本文:
--- --- ---

足立朝日

3月閉校の鹿浜西小 校舎に思い出を描く 在校児童と卒業生・地域住民

掲載:2023年3月5日号
 鹿浜西小学校(山下宗孝校長/鹿浜2‐24‐1)の校舎の廊下が、在校生や卒業生らによってカラフルな絵で彩られた。今月で54年の歴史に幕を下ろす同校の校舎が、楽しかった思い出とともに、子どもたちの新たな門出を見送る。

 鹿浜西小(1969年創立)は北鹿浜小(1973年創立)と統合され、今年4月、鹿浜未来小学校として旧鹿浜中跡地(鹿浜5-18)に開校する。
 思い出づくりとして、1月30日(月)に在校児童が、2月18日(土)には卒業生や地域の人たちが、校舎の廊下、階段、窓、昇降口にアクリル絵の具やマーカーで思い思いに絵やメッセージを描いた。
 この企画に活用したのは、㈱ぺんてるとキャノンマーケティングジャパン㈱が2014年から協働で実施している「校舎の思い出プロジェクト」。建て替えや統廃合によって取り壊される小学校を対象に、校舎での最後の思い出づくりをサポートしている。
 内容は、子どもたちが校舎に描いた絵を大判ポスターにして新校舎に掲示、また「思い出写真係」の子どもたちが一眼レフカメラでペインティングを撮影し、フォトブックにして図書室に残すというもの。
 ぺんてる㈱が画材と額を提供、キヤノンマーケティングジャパン㈱がカメラの貸し出しと大判ポスター、フォトブックを制作し寄贈する。
 「子どもたちに記念に残ることをさせてあげたい」とPTAと教員が話し合う中で、藤巻久美子教諭が以前の赴任校の改修工事の際の経験を挙げたことから企画が進み、閉校記念実行委員会(野辺陽子会長)の「子ども行事部」が主体となって実現させた。
●卒業生たちも集結
 児童に先駆け、12月後半にPTAと教員が、2階に校舎とスローガンを描いた壁画を制作。6年生が校庭と昇降口を担当した。
 12月にクラスごとにテーマを決めて紙に下絵を制作。また、写真係は5~6年生の約10人が担当し、事前にキャノンマーケティングジャパンの資料で使い方を学んでから、描かれた絵を写真に収めた。
 2月18日には、回覧板で情報を知った卒業生や地域住民約120人が参加した。

--- --- ---

元データ:

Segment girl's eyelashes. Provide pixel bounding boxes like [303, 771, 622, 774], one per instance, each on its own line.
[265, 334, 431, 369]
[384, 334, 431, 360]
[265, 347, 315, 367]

--- --- ---

課題内容:
本文によると、鹿浜西小の校舎に絵を描く企画は何がきっかけで進みましたか。本文に書かれている理由を一〜三文で説明しなさい。

解答例:
「子どもたちに記念に残ることをさせてあげたい」とPTAと教員が話し合いました。その中で、藤巻久美子教諭が以前の赴任校の改修工事の際の経験を挙げたことから、企画が進みました。